* Start *
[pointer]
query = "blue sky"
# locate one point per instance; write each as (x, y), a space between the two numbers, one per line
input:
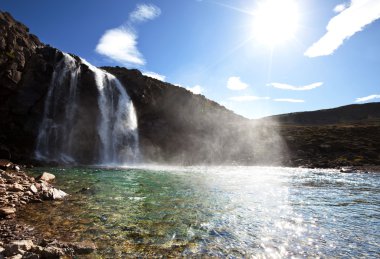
(309, 54)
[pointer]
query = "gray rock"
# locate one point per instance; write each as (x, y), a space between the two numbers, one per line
(16, 188)
(85, 247)
(33, 188)
(48, 177)
(18, 247)
(5, 211)
(52, 252)
(54, 194)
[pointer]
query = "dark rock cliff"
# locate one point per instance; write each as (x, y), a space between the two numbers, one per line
(174, 125)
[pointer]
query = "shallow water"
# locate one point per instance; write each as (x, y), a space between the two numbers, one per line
(261, 212)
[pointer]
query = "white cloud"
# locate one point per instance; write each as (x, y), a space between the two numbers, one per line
(367, 98)
(340, 7)
(289, 100)
(197, 89)
(154, 75)
(144, 12)
(234, 83)
(344, 25)
(247, 98)
(120, 45)
(296, 88)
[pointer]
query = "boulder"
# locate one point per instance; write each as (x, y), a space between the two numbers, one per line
(18, 247)
(45, 176)
(16, 188)
(52, 252)
(33, 189)
(54, 194)
(5, 164)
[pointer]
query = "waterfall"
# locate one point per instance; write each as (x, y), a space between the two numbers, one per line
(87, 122)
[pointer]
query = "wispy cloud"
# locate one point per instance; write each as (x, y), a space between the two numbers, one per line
(367, 98)
(234, 83)
(144, 12)
(120, 44)
(296, 88)
(154, 75)
(197, 89)
(289, 100)
(340, 7)
(247, 98)
(345, 24)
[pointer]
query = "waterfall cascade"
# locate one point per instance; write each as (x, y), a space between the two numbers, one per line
(78, 127)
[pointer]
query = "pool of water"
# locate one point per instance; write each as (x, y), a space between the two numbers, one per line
(263, 212)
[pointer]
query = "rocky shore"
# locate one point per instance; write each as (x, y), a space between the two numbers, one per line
(17, 240)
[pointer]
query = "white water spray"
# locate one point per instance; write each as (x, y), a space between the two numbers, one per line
(115, 122)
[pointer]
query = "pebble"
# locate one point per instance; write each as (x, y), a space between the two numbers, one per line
(18, 241)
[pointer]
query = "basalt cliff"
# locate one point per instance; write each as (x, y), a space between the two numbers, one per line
(173, 125)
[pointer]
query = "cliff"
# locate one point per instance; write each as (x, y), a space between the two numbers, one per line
(174, 125)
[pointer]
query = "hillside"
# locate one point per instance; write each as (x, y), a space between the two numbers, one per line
(343, 136)
(174, 125)
(344, 114)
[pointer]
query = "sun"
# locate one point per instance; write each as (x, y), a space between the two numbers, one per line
(275, 21)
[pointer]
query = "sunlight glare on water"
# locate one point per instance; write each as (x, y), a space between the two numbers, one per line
(262, 212)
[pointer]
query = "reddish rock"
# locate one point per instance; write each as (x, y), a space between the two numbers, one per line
(48, 177)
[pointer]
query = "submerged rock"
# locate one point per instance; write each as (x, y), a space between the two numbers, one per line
(45, 176)
(5, 211)
(18, 247)
(54, 194)
(85, 247)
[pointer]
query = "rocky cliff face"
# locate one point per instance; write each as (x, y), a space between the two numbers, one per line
(175, 126)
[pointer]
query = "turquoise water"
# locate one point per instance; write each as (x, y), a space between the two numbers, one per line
* End *
Work instructions: Show each line from the entries above that contains the string "waterfall", copied in full and in its original order.

Answer for this exercise:
query = "waterfall"
query = "waterfall cascade"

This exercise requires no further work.